---------- Records supplied ----------
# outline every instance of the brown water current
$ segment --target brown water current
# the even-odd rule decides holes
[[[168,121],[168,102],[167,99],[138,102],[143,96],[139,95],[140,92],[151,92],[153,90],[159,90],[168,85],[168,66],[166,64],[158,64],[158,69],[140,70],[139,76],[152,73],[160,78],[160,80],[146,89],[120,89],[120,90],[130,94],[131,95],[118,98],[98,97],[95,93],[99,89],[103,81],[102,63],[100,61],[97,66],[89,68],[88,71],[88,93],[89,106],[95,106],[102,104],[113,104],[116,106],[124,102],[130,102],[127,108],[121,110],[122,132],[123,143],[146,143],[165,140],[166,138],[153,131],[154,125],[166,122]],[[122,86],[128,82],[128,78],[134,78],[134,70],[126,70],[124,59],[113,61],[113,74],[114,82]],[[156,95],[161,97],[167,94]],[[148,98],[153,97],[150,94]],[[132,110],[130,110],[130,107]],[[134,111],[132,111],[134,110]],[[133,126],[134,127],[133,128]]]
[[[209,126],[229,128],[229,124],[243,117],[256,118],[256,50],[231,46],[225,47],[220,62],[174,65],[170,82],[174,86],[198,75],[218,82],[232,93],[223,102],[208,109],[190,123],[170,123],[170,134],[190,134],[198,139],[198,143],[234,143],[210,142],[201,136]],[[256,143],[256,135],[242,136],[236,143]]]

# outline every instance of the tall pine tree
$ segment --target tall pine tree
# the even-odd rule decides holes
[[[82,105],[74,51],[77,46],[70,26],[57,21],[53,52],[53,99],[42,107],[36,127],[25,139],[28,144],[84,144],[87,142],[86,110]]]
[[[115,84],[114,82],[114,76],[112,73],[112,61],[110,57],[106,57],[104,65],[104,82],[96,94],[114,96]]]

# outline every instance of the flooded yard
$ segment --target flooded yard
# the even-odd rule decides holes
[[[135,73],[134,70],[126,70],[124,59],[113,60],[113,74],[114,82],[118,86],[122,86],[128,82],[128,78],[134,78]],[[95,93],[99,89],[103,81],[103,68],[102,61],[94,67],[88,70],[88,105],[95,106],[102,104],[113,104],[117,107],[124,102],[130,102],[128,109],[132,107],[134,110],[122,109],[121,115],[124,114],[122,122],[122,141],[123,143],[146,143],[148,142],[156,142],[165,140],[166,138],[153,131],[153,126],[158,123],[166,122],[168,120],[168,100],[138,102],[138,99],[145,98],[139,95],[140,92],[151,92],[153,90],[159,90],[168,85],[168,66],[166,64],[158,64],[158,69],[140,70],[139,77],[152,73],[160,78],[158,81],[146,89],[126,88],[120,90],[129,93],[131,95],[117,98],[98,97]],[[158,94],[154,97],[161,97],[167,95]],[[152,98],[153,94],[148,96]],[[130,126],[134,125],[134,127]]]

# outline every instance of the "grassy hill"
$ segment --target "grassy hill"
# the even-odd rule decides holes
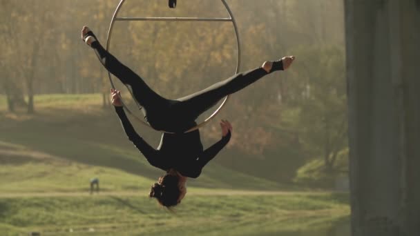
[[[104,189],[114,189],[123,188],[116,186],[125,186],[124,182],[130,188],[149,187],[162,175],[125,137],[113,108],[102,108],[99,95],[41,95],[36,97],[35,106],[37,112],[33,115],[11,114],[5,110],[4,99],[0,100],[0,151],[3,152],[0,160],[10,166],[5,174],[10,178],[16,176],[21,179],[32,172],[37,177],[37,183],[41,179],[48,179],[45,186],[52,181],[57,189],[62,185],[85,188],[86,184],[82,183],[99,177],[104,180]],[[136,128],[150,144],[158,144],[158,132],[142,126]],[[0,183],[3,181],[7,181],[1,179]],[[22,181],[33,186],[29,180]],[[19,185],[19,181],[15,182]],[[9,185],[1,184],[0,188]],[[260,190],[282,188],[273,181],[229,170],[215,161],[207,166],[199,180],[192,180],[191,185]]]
----------
Stated goal: List every line in the rows above that contains the word "flooded".

Correct output:
# outline every instance of the flooded yard
$ segment --target flooded yard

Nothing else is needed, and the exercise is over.